======== Dataset rows

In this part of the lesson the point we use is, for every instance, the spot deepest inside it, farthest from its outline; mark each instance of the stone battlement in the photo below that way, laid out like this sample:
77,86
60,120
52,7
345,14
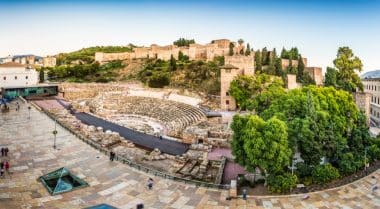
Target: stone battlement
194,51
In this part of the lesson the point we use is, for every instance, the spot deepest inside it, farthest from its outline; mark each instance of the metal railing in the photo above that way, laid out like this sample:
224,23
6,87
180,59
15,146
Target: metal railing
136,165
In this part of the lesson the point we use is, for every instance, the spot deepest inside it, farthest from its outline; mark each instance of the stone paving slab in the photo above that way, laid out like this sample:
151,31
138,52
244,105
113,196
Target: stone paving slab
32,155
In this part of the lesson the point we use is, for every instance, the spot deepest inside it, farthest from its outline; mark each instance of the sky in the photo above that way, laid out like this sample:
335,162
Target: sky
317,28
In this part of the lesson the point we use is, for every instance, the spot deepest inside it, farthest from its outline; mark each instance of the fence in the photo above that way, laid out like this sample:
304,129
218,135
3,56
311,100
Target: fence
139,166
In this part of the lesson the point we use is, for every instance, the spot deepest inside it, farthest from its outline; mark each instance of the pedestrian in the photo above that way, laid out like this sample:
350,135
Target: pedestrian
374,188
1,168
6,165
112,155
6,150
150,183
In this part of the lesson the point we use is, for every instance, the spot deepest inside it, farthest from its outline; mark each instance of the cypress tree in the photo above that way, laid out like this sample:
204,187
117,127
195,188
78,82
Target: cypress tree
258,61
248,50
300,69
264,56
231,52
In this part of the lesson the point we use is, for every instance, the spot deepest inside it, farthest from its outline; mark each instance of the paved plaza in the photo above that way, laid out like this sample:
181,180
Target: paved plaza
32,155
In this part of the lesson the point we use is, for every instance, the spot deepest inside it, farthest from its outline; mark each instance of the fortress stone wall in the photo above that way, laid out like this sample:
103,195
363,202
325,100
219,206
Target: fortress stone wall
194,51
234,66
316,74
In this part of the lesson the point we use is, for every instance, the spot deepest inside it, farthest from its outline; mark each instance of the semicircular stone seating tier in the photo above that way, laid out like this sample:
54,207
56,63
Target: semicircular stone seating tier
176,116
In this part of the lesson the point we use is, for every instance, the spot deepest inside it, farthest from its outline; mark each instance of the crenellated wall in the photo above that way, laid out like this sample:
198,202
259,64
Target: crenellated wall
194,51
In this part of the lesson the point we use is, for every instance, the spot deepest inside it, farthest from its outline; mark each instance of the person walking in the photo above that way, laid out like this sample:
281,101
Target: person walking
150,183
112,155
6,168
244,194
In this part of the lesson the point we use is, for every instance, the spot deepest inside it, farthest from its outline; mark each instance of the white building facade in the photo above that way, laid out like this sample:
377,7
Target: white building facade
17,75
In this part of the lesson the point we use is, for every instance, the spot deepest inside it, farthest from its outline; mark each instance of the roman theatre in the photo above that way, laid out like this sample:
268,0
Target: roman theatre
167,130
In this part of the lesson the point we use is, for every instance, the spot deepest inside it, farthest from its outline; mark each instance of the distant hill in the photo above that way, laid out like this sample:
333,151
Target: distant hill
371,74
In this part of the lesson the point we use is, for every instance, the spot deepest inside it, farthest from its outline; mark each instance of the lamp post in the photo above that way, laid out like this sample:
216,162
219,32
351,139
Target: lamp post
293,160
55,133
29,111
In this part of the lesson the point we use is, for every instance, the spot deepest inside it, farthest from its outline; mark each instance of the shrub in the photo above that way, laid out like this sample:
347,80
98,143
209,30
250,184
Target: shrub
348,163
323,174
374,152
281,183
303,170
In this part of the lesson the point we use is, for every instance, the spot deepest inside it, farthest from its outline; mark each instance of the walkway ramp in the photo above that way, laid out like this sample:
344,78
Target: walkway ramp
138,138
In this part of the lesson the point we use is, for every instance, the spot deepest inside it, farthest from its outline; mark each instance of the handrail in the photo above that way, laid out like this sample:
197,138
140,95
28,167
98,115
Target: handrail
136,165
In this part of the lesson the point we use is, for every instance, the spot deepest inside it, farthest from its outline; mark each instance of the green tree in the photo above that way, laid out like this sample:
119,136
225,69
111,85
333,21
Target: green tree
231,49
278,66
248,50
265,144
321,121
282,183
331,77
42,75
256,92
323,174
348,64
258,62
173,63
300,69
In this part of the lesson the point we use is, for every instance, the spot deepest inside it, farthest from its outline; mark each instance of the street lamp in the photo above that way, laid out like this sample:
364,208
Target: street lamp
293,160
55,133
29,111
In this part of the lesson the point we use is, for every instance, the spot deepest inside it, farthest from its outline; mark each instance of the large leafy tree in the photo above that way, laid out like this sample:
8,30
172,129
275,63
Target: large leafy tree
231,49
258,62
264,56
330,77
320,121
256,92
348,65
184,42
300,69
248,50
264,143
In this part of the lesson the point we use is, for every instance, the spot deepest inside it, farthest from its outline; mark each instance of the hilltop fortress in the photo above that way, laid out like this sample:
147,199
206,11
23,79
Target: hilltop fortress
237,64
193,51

================
======== Dataset rows

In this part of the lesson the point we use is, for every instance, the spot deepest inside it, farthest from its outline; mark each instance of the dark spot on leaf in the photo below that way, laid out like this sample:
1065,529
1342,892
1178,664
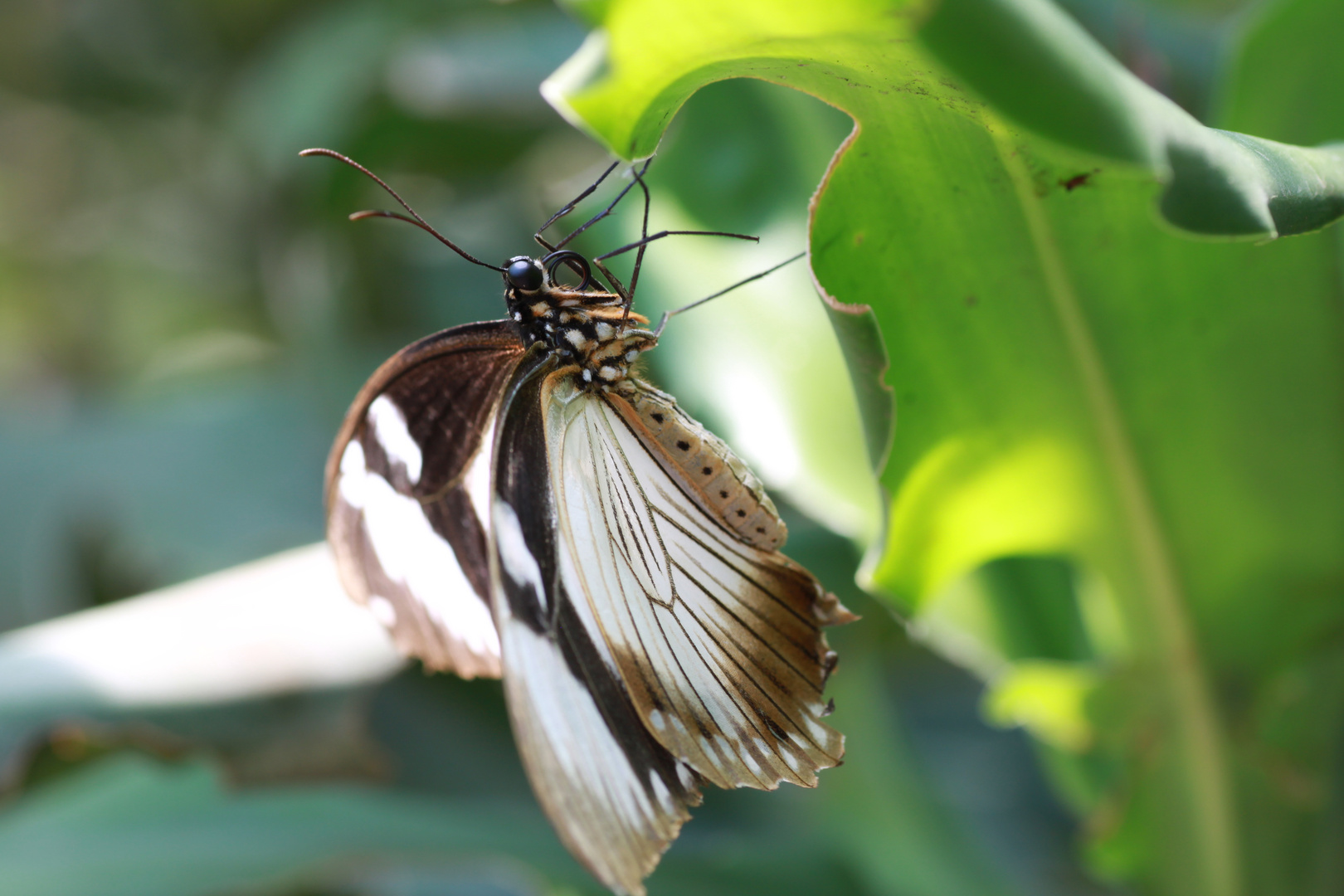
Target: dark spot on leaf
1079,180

================

--- Stated problem ---
State how many lines in the rows above contain the string "wall", matching case exactly. Give only the number.

--- Exercise solution ---
4